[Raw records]

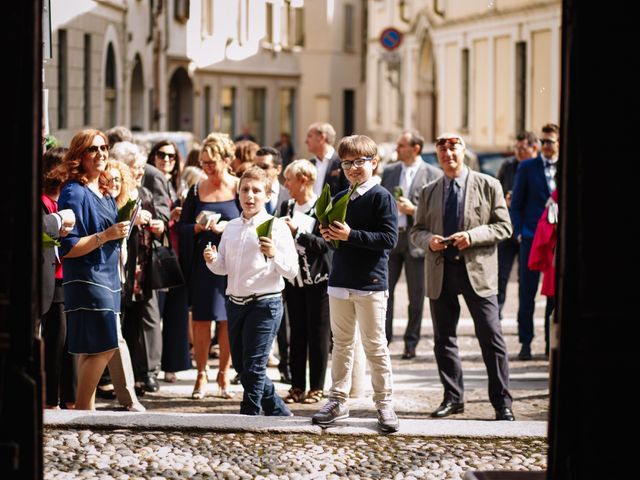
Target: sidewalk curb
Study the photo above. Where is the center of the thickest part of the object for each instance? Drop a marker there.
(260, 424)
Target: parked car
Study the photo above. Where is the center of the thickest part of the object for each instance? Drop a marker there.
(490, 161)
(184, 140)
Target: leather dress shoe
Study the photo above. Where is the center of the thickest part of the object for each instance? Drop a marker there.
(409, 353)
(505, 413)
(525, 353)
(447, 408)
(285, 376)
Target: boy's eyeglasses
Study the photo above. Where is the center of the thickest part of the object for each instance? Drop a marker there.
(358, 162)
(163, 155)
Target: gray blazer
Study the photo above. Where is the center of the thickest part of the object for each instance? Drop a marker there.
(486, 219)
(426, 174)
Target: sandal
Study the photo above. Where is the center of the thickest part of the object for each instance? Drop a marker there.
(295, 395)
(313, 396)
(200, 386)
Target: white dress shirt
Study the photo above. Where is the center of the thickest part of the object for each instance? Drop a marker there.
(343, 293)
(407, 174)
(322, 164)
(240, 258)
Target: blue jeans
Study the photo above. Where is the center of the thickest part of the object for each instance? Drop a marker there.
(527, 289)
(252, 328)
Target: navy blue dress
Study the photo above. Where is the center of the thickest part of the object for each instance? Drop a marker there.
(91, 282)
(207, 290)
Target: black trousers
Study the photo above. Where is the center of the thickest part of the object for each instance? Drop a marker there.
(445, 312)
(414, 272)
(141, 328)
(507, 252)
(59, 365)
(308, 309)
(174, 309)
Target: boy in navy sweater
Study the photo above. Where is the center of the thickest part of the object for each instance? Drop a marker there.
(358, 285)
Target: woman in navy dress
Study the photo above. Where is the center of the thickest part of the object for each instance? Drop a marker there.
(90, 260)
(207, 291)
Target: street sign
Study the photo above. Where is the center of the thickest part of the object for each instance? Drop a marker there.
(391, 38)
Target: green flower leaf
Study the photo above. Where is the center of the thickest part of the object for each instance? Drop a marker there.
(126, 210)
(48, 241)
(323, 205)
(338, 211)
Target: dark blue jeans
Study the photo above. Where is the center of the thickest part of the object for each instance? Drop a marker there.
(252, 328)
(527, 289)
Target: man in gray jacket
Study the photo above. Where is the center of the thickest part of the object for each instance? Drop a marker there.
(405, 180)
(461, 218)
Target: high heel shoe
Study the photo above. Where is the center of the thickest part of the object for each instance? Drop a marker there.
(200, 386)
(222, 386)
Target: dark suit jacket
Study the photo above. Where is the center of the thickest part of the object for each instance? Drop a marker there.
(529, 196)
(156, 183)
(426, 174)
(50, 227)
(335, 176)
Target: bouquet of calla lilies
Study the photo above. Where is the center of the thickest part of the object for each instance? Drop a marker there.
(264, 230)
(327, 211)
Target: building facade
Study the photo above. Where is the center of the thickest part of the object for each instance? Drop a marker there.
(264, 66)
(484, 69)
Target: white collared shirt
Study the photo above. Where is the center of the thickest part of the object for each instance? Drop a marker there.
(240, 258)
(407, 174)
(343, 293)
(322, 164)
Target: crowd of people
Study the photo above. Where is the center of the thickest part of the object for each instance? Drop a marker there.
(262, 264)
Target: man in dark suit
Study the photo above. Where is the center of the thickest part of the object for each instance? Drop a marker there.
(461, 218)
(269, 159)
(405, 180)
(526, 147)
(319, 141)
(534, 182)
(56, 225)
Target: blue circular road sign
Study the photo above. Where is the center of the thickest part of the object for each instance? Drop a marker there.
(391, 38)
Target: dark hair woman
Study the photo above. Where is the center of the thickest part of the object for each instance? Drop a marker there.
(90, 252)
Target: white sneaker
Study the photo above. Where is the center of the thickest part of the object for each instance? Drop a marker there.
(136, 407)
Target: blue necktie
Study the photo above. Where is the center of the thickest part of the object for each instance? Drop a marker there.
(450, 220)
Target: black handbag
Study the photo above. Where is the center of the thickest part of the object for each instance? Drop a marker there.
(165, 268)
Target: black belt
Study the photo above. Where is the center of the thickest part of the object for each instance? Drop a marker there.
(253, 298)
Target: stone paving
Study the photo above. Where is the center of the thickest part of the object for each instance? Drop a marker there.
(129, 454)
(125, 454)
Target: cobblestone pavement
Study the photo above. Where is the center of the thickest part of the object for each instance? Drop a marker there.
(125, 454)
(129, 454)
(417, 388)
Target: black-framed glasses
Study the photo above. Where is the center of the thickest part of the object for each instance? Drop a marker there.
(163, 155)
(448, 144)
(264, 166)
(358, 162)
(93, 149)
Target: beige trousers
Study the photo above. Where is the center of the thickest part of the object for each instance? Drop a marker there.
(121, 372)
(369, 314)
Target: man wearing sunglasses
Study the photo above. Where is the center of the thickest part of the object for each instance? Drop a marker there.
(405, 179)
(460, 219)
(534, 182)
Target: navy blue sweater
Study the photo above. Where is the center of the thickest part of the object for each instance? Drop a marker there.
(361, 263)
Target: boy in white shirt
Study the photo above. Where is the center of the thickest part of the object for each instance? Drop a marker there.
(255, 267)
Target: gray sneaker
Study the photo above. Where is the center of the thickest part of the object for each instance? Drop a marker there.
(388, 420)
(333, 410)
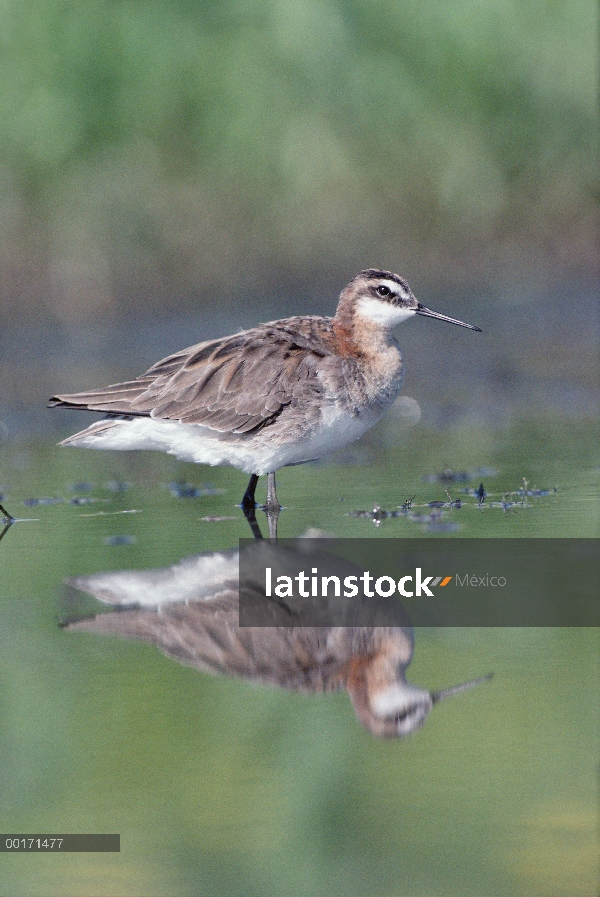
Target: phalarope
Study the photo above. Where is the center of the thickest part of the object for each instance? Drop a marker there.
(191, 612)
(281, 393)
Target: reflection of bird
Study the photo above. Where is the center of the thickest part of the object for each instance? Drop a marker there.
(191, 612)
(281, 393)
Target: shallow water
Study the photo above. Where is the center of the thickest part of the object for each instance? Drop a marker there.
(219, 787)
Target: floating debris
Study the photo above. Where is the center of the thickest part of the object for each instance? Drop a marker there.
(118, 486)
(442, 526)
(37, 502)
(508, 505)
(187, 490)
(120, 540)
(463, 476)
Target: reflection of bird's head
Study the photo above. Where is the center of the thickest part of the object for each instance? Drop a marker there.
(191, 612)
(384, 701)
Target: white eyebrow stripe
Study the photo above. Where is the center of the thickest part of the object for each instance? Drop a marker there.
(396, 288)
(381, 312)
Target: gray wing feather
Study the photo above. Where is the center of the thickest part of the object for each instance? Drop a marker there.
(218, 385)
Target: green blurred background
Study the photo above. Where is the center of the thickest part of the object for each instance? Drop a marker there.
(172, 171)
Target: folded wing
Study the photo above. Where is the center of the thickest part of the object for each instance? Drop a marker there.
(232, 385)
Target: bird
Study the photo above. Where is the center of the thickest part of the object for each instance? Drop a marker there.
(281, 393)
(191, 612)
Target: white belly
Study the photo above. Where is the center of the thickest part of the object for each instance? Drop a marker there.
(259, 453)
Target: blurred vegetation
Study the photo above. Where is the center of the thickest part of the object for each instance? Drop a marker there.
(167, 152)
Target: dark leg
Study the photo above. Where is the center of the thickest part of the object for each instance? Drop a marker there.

TASK DETAILS:
In your copy, repeat each record exactly and include no pictures.

CORRECT ANSWER:
Target: sidewalk curb
Study the photo above. Where is the center of the thickest part of the object for each instance? Drop a marker there.
(260, 424)
Target: parked car
Study the photo above. Where is the center of the thickest part of the object for each instance? Drop a marker there.
(490, 161)
(184, 140)
Target: leather dress shoe
Study the photo above. Where is the center of the thickest part of the object for each instance? Drop a marker there.
(409, 353)
(505, 413)
(525, 353)
(447, 408)
(285, 376)
Target: boy's eyeglasses
Study the photo above. Where is the center of the thickest part of the object for each instance? Drop a marker there.
(358, 162)
(163, 155)
Target: gray blazer
Study the photo above. Where is the center of the thickest part of the object for each instance? Drop a marker there.
(486, 219)
(426, 174)
Target: sandal
Study the photo above. Where is the center of the thickest part of the object for each instance? Drop a marker there.
(295, 395)
(313, 396)
(200, 386)
Target: white dress shirt
Study the photo above. Where is the center of the thickest part of the object for each instance? Drop a marker there.
(343, 293)
(407, 174)
(322, 164)
(240, 258)
Target: blue jeans
Study the photo above. Where is the center of the thickest part of the object for each instance? Drop a marker there.
(527, 289)
(252, 328)
Target: navy blue dress
Study the photo above. Where is the center of the thickest part of the object for each instance? Drop a marker there.
(91, 282)
(207, 290)
Target: black trousers
Study the photo above. Where is the center of the thickest part of the object for each instance? Drop a marker there.
(445, 312)
(414, 272)
(141, 328)
(507, 252)
(59, 365)
(308, 309)
(174, 309)
Target: boy in navy sweater
Study the photo above. Where is the center of the thickest part of the object for each instance? Drop a marker there.
(358, 285)
Target: woman in navy dress
Study the photo above. Where is the center of the thickest part of the object for each instance? Drop a marker there.
(90, 260)
(207, 291)
Target: street sign
Study the photo above. Where is the center of the thickest part of the object for each instance? Drop a marker there.
(391, 38)
Target: green flower leaf
Study the photo above. Where is the center of the thickest part of the object for each instance? Drop a marker there.
(126, 210)
(48, 241)
(323, 205)
(338, 211)
Target: dark blue jeans
Study the photo above. Where is the center of the thickest part of the object for each instance? Drop a marker there.
(252, 328)
(527, 289)
Target: man in gray jacket
Study the photo above. Where is the center of the thickest part of the object for each instance? Drop a marker there.
(405, 180)
(461, 218)
Target: high heel shoe
Study the photo above. Where is the center of the thickest part of the object for each instance? Drop a marker there.
(200, 386)
(222, 386)
Target: dark suit jacket
Study the photo above. Where is the center of the thickest part of the object for each instance? Drop a marker there.
(529, 196)
(156, 183)
(426, 174)
(50, 227)
(335, 176)
Target: bouquet of calla lilies
Study the photo above. Where is the center of the thickest part of the object for each instance? Drop a marker there.
(264, 230)
(327, 211)
Target: building facade
Study the photo above. Where is the center of the thickest part of the object for each instance? Drop a marker there.
(264, 66)
(484, 69)
Target: white collared shirt
Study the photo above. Where is the center of the thickest part of the object for each instance? Drop a marker there.
(240, 258)
(407, 174)
(343, 293)
(322, 164)
Target: crowd of people
Study the photo above. Where is the center of the thickest part of the object for each instance? Drop a marker there.
(262, 264)
Target: man in dark suit
Study the photo above. Where is the center of the thickest part of the object for each instance? Drop a marker there.
(461, 218)
(269, 159)
(405, 180)
(526, 147)
(319, 141)
(534, 182)
(56, 225)
Target: blue circular road sign
Study the photo above. Where is the center of the thickest part of the object for each instance? Drop a marker there.
(391, 38)
Target: dark hair woman
Study the photo above. Where is the center of the thickest part of the object for each instance? Drop a marker there.
(90, 252)
Target: white sneaker
Study the photo above. Where is the center of the thickest part of the object for each instance? Drop a marker there.
(136, 407)
Target: blue necktie
Study the photo above. Where is the center of the thickest part of the object for each instance? Drop a marker there.
(450, 220)
Target: black handbag
Study the photo above. Where is the center of the thickest part of the object for each instance? Drop a marker there.
(165, 268)
Target: black belt
Study the photo above. Where is the center of the thickest part of the object for each instance? Drop a marker there.
(253, 298)
Target: stone paving
Study the photo above. Where is the center of the thickest part of the object for each instance? Drop a marker there.
(129, 454)
(125, 454)
Target: cobblestone pavement
Study the photo above. Where is the center of the thickest part of the object for each instance? Drop a marker there.
(125, 454)
(129, 454)
(417, 388)
Target: black-framed glasses
Study the photo above. Where is the center of the thickest part of the object for each instance? Drop a marker there.
(163, 155)
(448, 144)
(264, 166)
(358, 162)
(93, 149)
Target: beige trousers
Study the photo above. Where is the center of the thickest part of the object for each instance? Drop a marker there.
(121, 372)
(369, 314)
Target: man wearing sunglasses
Study the photo above. Where is the center of the thickest part of the object for each instance? Drop a marker there.
(405, 179)
(460, 219)
(534, 182)
Target: navy blue sweater
Study the photo above. Where is the center of the thickest part of the object for each instance? Drop a marker there.
(361, 263)
Target: boy in white shirt
Study the photo above. Where is the center of the thickest part of the object for each instance? Drop a marker there.
(255, 267)
Target: gray sneaker
Study the photo above. Where is the center of the thickest part of the object for each instance? Drop a marker there.
(388, 420)
(333, 410)
Target: phalarope
Study the photo above. Where is the center of the thickest part of the object for each instance? Drop a marker there.
(191, 612)
(281, 393)
Target: reflection of bird
Study the photo above. Where is the center of the thickest part of the object for each instance? Drop a marker there.
(191, 612)
(281, 393)
Target: shallow water
Study the photo above. Where is the center of the thickest part of the object for each instance? Drop a marker there.
(219, 787)
Target: floating debris
Study the photo above. Where is the center of the thickest part of the object for each instance? Drop a marker there.
(118, 486)
(442, 526)
(37, 502)
(508, 505)
(187, 490)
(120, 540)
(463, 476)
Target: reflection of bird's head
Study the photo above. Where is the center of the thickest part of the object for each instance? Drop a marker there.
(191, 612)
(384, 701)
Target: white eyebrow stripe
Study the photo above. Where is the center of the thickest part of the object for each instance? Drop a marker there.
(396, 288)
(381, 312)
Target: gray wing feather
Study the photo above. Where is the center of the thickest part of the object for each instance? Drop a marker there.
(218, 385)
Target: green blurred background
Study the photo above. Where is the center of the thickest part of the object for each instance? Drop a marker there.
(172, 171)
Target: folded wing
Study the photo above. Where is the center of the thickest part of the object for each instance? Drop a marker there.
(232, 385)
Target: bird
Study the photo above. Where is the center of the thickest part of the object for each instance? Drop a marker there.
(281, 393)
(191, 612)
Target: white belly
Study the photo above. Where is the center of the thickest part of the object for each instance? Drop a marker there.
(259, 453)
Target: blurred vegetation
Study the photo above. Where is the center of the thickest part of the object for each instance? Drop a marker there.
(167, 152)
Target: dark leg
Study the photo above. Where is the center of the thickest part of the object for each instance? Drop a marker there.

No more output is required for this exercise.